● **Document segment**
◆ ◆ ◆ ◆
Drug-drug interaction
is the effect of one drug in influenced by the co-administration of another drug, which may be desirable or not. Two or more compounds act at the same receptor or on the same pathway. You can get additive effects (increase the effect) or get an antagonistic effect (cancel each other out) if they work in the same pathway you may get the synergistic effect (more simple than additive).
Anna Nicole Smith
Toxic combination of lots of drugs many that acted on the GABAa receptors that were designed as anti-hallucination or sleep drugs, but dampened her response so much she sedated herself to death
DDI Absorption
Reduced uptake —> decreased effect. For example some antibiotics form insoluble complexes with metals which decrease the absorption of the drug.
◆ ◆ ◆ ◆
● **Provided records**
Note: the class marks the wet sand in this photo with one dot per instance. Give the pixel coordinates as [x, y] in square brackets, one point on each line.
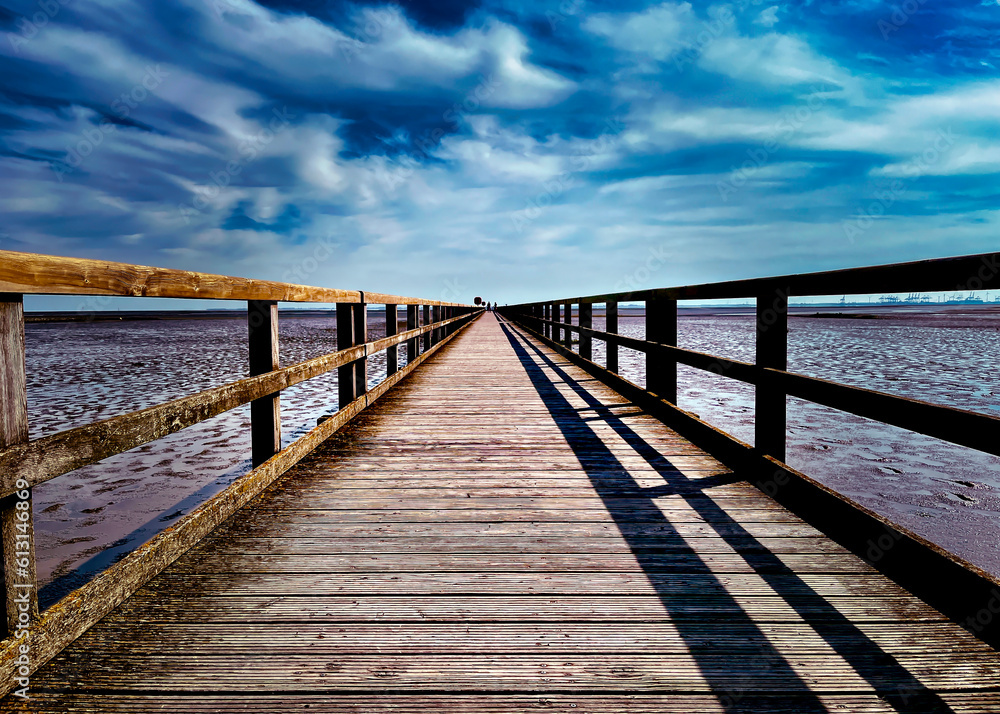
[80, 372]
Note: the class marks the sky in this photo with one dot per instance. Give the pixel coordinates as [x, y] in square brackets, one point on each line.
[511, 150]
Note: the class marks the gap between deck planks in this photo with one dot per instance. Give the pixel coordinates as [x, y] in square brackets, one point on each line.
[503, 533]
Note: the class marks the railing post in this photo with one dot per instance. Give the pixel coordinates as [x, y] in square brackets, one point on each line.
[586, 320]
[391, 328]
[436, 317]
[661, 326]
[17, 527]
[346, 384]
[772, 352]
[360, 337]
[412, 320]
[265, 413]
[568, 320]
[427, 321]
[611, 325]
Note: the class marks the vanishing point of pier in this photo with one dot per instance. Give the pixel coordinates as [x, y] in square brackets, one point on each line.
[502, 525]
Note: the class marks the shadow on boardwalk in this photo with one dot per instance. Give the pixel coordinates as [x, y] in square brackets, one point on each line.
[758, 677]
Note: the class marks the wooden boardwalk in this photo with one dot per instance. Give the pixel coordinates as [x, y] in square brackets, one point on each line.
[502, 532]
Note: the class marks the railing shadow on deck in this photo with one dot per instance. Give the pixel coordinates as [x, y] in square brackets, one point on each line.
◆ ◆ ◆ ◆
● **Instructions to follow**
Please carry on the drug-drug interaction notes above, starting after the last sentence about antibiotics and metals.

● **Your response**
DDI Metabolism
reduced clearance, increased plasma concentrations —> too much effect. Inhibition of one pathway, greater clearance through bioactivation pathway —> increase toxicity. Induction of enzymes, decreased plasma concentrations. EG. drug B or chemical can inhibit the enzyme that metabolises drug a. Not used as a strategy to increase drug concentrations unless drug a has a very short half life. Simply give more of drug a or more often. Or e.g. drug b/chemical can induce the enzyme responsible for the metabolism of drug A, therefor plasma concentration of drug a is less than expected (can lead to therapeutic failure). EG st johns wort - a potent inducer of enzymes involved in the metabolism of .70% of all drugs.
DDI distribution
competition fro uptake transporters or protein binding, increased plasma concentrations —> +/- effect depending on target
DDI Excretion
competition for efflux transporters, decreased elimination —> increased prolonged plasma concentrations
Antimalarial therapy DDI
combination kills parasites faster by synergistic action, and reduces the potential for the development of parasite drug resistance.
Paracetamol and Ibuprofen DDI
Combination gives faster and better pain relief, no PK interaction but mat increase chance of adverse effects.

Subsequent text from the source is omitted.